Your answer is a copy of every line in the records where "bicycle" appears.

*DATA*
%%

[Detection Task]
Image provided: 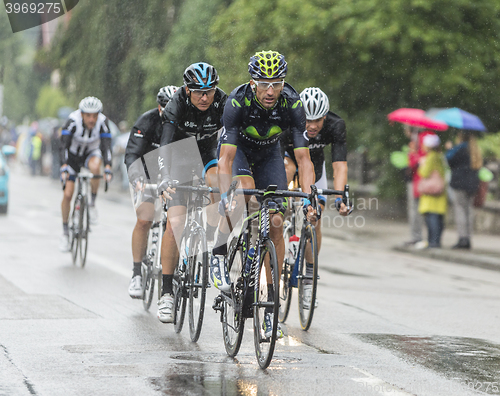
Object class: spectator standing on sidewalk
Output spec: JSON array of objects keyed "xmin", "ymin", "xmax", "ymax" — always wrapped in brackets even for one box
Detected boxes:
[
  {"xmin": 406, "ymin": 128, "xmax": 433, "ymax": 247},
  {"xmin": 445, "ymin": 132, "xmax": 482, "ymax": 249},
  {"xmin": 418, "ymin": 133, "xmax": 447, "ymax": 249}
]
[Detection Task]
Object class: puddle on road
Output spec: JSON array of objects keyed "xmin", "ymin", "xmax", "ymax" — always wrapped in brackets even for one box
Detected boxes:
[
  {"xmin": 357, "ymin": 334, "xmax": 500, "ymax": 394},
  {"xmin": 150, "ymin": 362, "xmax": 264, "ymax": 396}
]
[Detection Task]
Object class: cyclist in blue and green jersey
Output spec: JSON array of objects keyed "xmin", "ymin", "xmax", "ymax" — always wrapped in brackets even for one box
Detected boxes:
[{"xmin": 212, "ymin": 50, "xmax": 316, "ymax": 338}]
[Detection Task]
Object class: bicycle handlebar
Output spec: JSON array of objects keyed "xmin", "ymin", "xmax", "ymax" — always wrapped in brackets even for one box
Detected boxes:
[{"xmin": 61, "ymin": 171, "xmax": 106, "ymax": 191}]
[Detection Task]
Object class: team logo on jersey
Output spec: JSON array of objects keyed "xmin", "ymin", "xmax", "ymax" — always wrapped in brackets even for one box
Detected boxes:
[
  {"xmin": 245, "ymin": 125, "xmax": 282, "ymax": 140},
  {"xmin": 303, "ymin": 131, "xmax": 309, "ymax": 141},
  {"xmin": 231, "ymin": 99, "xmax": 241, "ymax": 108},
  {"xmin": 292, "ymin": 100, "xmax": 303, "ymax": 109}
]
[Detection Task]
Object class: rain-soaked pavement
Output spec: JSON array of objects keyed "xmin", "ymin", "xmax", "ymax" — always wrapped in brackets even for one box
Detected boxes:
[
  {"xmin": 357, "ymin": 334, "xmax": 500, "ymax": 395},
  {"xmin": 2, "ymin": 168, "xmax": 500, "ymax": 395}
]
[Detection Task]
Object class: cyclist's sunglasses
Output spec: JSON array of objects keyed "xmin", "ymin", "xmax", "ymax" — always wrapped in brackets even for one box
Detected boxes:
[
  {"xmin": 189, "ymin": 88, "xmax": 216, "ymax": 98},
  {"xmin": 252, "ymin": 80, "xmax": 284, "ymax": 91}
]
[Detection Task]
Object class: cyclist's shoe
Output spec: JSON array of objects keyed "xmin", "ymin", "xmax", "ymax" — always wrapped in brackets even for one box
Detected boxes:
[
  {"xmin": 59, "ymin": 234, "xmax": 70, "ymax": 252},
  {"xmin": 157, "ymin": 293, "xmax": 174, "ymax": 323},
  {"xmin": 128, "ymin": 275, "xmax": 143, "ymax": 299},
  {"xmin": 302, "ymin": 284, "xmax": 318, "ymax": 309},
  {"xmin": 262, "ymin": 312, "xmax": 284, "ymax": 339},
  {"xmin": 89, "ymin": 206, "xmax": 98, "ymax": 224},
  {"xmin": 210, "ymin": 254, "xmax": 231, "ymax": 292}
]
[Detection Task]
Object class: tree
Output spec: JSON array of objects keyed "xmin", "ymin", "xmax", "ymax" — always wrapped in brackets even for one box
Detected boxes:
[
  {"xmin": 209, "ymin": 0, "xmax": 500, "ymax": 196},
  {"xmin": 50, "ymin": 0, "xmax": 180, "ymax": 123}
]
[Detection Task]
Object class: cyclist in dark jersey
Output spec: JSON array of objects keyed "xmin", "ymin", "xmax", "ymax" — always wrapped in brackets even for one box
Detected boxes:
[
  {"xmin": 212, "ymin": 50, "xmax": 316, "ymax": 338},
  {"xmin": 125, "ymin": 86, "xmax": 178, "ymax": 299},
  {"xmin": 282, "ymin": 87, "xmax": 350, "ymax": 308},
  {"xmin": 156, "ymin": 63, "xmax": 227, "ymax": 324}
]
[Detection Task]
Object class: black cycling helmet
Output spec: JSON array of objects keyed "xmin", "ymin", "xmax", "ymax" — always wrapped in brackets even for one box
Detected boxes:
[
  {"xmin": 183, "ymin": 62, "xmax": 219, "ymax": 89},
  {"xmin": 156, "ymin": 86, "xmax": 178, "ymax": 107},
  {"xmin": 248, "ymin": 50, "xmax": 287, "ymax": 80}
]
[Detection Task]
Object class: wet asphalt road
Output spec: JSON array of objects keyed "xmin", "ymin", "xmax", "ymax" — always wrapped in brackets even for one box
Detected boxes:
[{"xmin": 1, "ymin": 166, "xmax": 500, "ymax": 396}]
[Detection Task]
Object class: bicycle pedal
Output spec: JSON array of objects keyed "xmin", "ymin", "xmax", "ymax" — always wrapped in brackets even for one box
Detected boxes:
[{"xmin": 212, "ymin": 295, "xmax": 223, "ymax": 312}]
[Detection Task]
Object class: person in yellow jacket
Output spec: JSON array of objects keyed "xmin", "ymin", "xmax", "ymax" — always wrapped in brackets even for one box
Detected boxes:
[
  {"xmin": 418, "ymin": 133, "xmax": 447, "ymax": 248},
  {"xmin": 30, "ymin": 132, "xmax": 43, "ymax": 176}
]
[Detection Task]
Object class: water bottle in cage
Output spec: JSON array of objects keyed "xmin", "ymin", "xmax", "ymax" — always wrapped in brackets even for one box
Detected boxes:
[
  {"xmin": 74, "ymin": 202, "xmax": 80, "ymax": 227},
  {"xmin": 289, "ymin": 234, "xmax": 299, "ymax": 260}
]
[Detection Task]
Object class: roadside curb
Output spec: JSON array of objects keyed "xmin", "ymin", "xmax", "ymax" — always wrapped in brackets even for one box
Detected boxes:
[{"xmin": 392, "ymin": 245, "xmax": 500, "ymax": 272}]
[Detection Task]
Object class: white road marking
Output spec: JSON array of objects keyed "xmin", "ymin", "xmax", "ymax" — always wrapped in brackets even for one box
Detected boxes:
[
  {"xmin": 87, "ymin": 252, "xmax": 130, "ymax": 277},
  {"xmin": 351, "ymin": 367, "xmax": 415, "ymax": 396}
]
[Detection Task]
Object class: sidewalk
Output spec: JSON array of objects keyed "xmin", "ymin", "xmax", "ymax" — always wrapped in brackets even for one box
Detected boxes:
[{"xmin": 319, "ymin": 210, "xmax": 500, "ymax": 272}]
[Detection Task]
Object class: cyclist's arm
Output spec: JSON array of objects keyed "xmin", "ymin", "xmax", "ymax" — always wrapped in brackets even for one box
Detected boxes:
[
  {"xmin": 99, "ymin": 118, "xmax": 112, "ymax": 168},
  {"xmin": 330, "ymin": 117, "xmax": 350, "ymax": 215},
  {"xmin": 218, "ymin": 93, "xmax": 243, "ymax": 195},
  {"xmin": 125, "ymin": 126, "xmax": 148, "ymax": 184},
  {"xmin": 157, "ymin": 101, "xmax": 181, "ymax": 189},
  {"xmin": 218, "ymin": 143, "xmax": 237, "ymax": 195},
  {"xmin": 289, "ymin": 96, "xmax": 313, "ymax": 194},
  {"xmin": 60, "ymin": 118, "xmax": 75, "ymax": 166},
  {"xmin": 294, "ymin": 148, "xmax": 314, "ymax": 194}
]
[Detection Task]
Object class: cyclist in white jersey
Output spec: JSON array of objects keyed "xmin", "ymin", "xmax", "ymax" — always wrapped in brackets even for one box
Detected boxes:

%%

*RESPONSE TO THE TASK*
Object class: bicycle handlebar
Object class: bicycle pedal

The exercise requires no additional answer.